= What is needed =
Repeat verbatim each line from the line with "# point at: eroded" to the end of the entries. Pictures do not belong in the copy.

= Task input =
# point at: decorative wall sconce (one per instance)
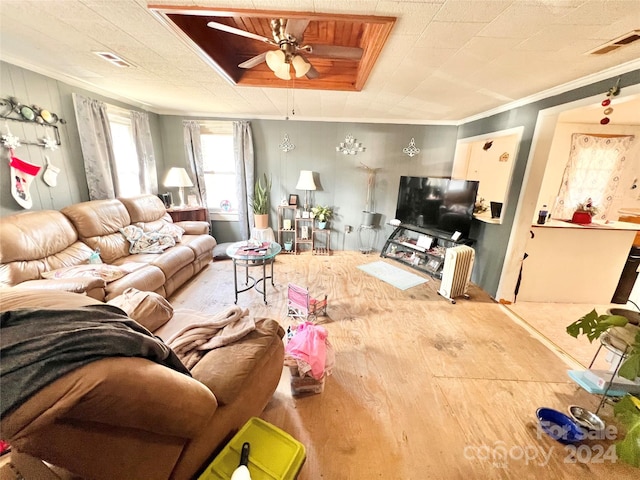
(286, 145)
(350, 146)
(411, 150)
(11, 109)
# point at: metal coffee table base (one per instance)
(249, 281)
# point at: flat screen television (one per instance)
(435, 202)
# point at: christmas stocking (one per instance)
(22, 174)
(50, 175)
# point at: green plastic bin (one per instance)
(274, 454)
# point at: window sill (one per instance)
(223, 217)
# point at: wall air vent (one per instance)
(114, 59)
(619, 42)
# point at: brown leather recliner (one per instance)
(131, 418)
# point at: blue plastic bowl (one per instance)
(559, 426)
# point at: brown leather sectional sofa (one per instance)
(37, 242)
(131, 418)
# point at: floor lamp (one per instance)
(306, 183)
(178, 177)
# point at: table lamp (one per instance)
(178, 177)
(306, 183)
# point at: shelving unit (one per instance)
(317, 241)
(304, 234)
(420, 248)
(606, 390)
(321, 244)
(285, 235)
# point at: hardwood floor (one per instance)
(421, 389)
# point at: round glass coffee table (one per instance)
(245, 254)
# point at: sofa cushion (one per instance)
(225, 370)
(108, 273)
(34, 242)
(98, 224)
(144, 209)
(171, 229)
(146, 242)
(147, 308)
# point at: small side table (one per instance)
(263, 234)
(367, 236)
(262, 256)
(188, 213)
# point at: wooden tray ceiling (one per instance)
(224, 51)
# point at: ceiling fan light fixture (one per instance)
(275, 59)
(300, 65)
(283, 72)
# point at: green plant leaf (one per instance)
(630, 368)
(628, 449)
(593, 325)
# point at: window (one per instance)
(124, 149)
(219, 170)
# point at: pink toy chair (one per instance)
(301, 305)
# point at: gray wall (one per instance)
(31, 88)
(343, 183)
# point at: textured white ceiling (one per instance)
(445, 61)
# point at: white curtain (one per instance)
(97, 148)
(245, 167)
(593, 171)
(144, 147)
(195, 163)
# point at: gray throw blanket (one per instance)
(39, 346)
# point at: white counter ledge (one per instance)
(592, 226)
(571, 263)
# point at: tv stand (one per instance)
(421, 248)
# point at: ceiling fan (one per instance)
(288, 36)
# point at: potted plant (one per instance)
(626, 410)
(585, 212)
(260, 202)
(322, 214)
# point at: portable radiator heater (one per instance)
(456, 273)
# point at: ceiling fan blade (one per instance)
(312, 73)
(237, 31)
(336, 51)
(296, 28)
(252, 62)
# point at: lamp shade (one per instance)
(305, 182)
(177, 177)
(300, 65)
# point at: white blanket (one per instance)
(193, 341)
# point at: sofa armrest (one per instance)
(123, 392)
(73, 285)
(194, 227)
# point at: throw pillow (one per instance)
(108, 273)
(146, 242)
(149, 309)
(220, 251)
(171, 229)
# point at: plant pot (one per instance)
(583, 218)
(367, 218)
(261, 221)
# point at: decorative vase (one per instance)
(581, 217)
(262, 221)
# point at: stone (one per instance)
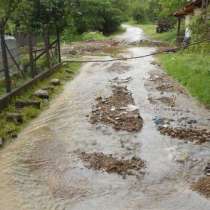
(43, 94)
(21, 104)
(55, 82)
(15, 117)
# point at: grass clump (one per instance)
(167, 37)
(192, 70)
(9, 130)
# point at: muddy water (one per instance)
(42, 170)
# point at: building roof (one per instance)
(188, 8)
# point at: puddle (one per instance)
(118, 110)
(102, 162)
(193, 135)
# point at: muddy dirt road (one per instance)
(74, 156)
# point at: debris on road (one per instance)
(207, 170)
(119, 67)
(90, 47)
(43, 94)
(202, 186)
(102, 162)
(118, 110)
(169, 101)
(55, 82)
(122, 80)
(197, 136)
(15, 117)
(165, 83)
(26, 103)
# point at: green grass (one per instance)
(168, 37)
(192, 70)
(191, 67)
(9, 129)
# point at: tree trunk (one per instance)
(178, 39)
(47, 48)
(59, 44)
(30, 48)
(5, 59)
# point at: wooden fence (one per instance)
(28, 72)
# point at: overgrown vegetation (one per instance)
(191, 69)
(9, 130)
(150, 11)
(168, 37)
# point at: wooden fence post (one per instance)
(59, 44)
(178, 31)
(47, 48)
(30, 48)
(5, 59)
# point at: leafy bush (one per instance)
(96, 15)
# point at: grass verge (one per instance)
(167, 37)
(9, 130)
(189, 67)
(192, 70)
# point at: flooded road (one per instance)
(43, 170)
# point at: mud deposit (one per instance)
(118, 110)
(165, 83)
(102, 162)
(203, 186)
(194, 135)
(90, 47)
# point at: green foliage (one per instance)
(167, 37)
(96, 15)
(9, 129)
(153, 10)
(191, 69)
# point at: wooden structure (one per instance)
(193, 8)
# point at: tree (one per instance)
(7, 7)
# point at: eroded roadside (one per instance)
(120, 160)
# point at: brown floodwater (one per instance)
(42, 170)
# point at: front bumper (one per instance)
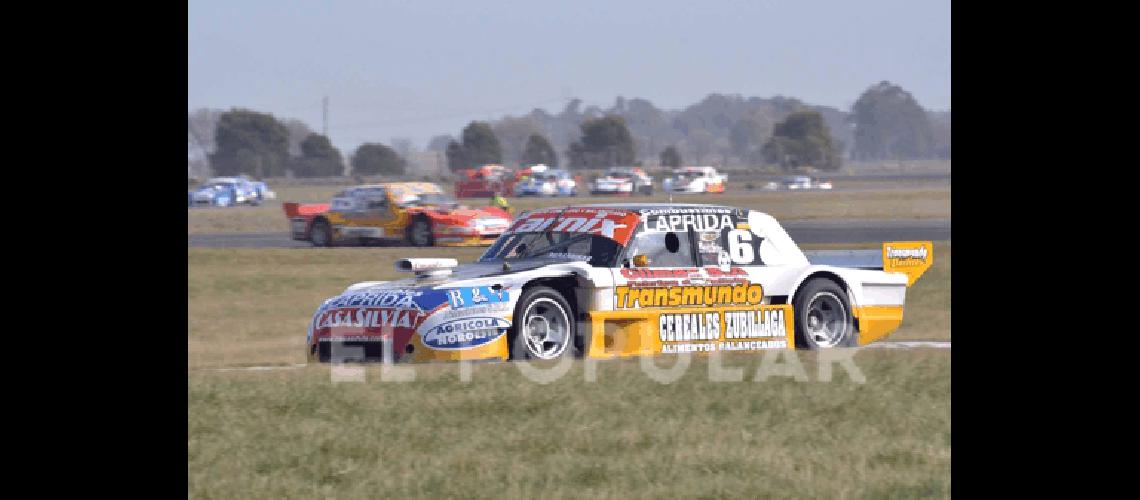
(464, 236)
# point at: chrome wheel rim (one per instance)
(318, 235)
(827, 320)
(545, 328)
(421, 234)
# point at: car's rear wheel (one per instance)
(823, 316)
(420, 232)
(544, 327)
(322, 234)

= Written answer =
# point at: eroded roadside (one per instance)
(120, 160)
# point at: brown floodwater (one per instance)
(42, 170)
# point at: front bumper (one per instance)
(464, 236)
# point at: chrome wheel rim (one per instance)
(318, 235)
(827, 320)
(545, 328)
(421, 234)
# point at: car's rear wheel (one per instance)
(823, 316)
(420, 232)
(544, 327)
(322, 234)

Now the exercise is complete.